▶ [TASK REQUIREMENTS]: Reproduce, exactly, the lines of the material below from the line containing "like point(355, 278)" through the line containing "like point(4, 79)", with both end lines included and nothing else.

◇ ◇ ◇ ◇ ◇ ◇ ◇

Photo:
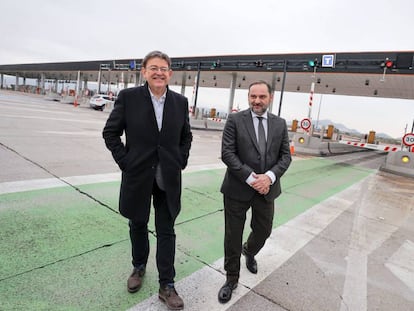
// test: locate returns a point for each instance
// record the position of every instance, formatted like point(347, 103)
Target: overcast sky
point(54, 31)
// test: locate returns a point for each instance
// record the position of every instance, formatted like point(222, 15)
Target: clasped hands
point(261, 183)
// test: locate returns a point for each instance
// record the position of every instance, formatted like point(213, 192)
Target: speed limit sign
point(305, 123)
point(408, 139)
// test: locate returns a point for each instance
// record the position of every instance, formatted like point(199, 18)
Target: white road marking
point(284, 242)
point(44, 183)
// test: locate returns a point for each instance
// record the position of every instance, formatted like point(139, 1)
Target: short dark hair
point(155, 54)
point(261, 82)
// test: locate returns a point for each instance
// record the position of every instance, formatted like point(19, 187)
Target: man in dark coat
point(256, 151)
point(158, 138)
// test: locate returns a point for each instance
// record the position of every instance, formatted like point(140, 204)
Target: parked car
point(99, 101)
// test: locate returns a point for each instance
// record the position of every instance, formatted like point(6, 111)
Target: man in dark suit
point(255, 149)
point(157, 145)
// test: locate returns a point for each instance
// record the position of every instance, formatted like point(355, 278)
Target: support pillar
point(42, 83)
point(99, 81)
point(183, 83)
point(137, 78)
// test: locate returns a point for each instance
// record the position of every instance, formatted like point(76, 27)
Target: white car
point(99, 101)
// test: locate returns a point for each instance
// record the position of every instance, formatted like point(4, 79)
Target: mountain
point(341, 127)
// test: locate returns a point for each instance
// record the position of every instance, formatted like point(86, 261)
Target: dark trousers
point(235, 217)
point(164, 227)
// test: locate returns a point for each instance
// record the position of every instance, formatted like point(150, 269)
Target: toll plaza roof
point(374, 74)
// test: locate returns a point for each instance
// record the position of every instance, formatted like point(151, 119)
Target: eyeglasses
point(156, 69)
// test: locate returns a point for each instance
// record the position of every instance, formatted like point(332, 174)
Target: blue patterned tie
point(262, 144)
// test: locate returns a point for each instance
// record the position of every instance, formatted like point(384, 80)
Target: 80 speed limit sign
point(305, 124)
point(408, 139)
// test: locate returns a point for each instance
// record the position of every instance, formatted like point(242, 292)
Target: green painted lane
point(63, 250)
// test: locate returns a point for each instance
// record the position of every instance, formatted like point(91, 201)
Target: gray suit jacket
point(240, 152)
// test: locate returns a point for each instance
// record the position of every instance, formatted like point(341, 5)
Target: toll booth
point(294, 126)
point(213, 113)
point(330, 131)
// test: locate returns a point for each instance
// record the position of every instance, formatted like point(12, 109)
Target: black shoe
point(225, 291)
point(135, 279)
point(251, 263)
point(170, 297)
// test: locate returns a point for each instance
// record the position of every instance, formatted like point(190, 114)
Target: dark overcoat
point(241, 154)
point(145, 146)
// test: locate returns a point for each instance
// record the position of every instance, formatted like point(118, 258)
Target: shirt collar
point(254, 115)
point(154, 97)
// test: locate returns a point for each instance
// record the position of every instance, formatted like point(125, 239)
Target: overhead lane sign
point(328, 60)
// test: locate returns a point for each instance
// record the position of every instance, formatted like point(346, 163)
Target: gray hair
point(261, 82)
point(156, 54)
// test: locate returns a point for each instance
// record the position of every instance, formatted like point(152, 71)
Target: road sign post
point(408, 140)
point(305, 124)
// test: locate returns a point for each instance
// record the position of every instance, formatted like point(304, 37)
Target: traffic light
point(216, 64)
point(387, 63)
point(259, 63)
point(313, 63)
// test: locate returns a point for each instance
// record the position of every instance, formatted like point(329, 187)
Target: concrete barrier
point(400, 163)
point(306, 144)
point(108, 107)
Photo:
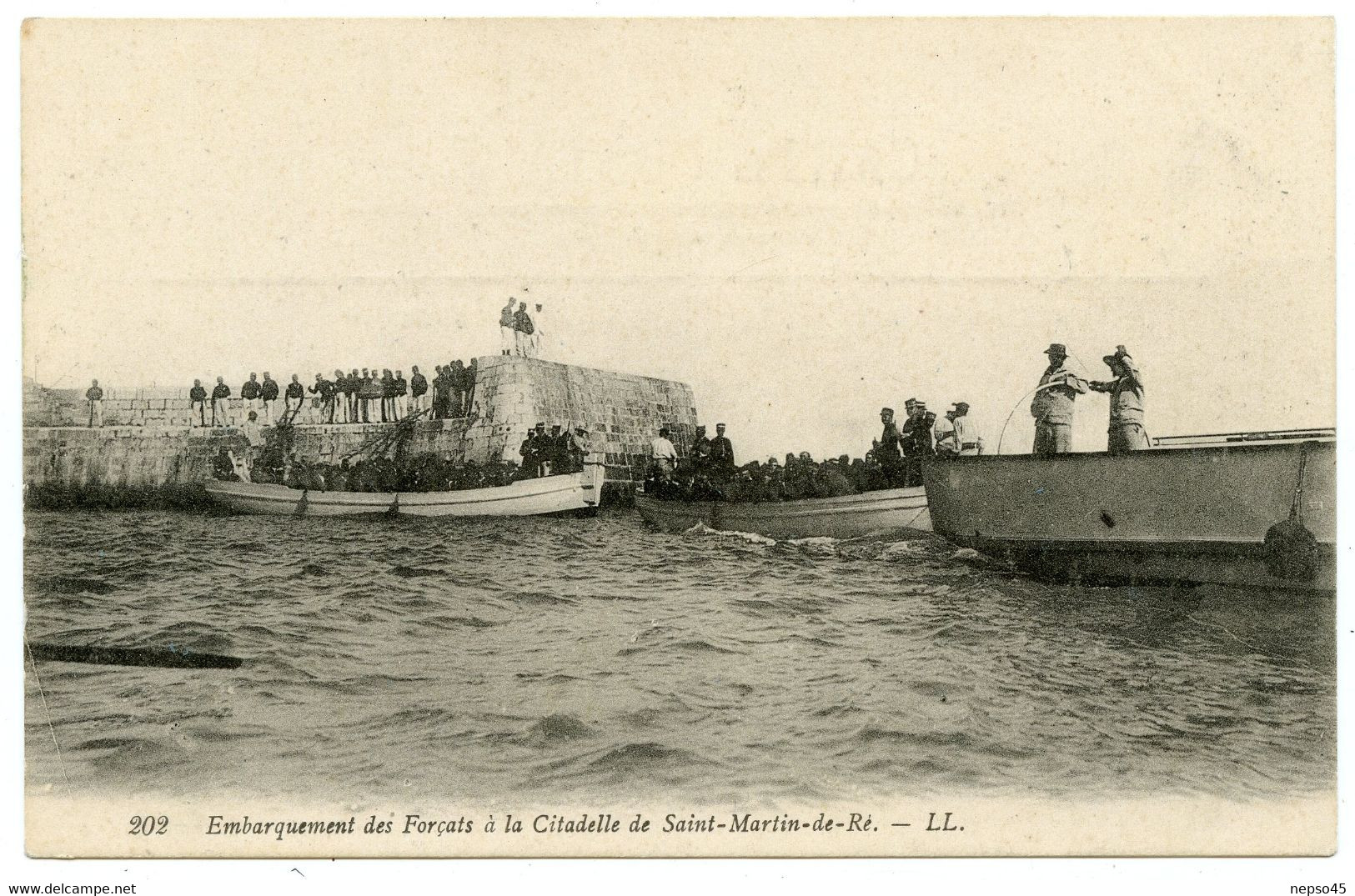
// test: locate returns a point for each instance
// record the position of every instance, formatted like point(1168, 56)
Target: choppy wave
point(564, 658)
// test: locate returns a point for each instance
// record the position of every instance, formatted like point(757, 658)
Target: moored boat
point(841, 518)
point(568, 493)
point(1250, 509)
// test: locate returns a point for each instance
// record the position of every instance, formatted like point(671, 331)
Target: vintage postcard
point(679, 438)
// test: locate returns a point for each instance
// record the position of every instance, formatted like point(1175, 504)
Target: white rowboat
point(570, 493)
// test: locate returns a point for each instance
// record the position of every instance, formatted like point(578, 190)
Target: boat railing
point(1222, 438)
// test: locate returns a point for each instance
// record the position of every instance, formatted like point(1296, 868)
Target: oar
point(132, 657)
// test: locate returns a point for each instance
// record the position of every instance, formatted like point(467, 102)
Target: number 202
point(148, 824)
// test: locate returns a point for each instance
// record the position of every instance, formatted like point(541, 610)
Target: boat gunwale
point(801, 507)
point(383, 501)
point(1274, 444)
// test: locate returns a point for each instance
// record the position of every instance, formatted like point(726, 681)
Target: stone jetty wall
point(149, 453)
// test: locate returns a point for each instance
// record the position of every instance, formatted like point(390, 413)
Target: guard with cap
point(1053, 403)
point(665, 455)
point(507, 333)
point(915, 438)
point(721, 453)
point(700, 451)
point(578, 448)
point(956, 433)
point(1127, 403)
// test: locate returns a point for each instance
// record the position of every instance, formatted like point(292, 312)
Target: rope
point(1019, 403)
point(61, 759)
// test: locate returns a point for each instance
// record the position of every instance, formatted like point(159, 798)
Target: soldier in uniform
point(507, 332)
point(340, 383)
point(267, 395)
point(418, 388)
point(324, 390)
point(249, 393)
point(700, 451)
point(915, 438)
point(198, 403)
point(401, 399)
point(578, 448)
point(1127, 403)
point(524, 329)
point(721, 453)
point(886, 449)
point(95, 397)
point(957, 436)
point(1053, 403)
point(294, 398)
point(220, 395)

◇ ◇ ◇ ◇ ◇ ◇ ◇

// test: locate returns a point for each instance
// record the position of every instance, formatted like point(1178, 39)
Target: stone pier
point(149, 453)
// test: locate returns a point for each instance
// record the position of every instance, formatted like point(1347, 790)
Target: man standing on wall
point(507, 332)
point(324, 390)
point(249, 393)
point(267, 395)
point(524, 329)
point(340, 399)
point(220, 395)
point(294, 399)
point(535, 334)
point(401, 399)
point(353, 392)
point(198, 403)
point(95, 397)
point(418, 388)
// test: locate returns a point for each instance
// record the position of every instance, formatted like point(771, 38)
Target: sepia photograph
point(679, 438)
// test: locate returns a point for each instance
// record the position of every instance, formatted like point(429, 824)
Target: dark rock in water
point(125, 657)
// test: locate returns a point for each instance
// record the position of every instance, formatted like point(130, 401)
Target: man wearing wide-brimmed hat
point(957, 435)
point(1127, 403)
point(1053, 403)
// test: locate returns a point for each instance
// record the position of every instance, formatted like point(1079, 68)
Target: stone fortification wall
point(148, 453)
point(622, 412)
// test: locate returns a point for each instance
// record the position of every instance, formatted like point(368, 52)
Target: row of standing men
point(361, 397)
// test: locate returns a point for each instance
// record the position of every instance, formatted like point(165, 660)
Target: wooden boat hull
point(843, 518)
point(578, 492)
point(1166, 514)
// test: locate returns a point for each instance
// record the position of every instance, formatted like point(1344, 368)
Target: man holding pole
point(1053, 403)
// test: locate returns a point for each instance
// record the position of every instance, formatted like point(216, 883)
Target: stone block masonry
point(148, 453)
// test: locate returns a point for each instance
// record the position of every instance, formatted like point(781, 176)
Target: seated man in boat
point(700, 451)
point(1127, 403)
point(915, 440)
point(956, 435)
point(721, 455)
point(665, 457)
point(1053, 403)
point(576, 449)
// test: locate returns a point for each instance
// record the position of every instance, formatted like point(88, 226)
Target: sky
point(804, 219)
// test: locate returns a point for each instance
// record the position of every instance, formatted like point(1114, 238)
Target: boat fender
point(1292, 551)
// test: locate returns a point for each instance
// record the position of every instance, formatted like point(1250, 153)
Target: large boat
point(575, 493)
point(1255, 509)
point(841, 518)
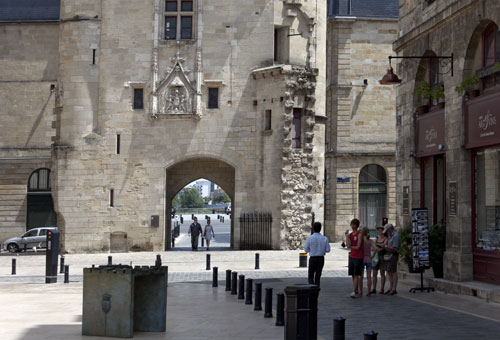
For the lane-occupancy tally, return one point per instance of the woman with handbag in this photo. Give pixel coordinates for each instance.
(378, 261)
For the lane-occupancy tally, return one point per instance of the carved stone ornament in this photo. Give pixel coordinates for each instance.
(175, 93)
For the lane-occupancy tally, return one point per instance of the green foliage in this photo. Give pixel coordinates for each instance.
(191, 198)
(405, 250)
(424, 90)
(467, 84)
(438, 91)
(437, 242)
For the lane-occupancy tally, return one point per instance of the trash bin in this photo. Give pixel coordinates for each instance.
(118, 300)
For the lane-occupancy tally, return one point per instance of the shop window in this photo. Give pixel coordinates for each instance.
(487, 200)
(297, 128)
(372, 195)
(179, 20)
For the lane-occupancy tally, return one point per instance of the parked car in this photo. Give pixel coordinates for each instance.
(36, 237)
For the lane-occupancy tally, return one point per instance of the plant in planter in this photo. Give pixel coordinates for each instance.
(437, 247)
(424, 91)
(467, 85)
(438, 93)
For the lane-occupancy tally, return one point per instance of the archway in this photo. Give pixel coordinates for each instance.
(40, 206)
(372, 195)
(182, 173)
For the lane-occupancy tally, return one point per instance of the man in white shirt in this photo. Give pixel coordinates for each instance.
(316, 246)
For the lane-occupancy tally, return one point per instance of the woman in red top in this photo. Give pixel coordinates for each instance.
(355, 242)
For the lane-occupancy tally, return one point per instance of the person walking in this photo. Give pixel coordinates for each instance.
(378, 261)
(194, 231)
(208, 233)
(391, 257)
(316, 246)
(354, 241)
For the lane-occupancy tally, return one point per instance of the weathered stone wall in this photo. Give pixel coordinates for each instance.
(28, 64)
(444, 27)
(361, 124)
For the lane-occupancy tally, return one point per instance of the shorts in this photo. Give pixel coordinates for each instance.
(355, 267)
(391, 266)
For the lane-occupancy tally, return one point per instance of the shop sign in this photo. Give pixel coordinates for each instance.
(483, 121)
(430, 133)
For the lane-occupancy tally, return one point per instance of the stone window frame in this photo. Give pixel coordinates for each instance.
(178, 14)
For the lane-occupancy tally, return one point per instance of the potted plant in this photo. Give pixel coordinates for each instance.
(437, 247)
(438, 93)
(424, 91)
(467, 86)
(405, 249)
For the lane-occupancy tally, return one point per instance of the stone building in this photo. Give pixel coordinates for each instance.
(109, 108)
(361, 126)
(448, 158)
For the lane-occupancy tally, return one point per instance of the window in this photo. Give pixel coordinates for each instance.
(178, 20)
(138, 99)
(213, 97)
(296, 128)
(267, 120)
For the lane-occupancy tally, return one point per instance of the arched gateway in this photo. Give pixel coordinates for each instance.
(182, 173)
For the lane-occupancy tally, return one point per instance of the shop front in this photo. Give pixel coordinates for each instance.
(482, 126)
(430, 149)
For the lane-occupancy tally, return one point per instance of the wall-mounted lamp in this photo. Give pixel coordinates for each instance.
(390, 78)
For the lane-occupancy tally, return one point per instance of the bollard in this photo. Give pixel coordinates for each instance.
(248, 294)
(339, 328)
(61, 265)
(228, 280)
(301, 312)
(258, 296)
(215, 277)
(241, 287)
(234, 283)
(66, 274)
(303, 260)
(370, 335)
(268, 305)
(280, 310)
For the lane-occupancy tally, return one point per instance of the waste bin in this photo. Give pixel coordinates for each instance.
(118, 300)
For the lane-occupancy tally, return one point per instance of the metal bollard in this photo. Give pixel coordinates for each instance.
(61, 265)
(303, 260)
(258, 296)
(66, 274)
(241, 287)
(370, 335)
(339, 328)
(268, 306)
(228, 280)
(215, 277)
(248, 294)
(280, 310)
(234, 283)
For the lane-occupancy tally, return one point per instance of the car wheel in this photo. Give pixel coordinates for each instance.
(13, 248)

◇ ◇ ◇ ◇ ◇ ◇ ◇

▶ [TASK ANSWER]:
// record the position of every instance, formatted like point(355, 278)
Target: support pillar
point(42, 83)
point(99, 81)
point(183, 83)
point(137, 78)
// test: locate returns a point for each instance
// record the position of every instance, formatted like point(76, 27)
Target: white car
point(99, 101)
// test: locate returns a point for each instance
// record the position of every instance, formatted like point(4, 79)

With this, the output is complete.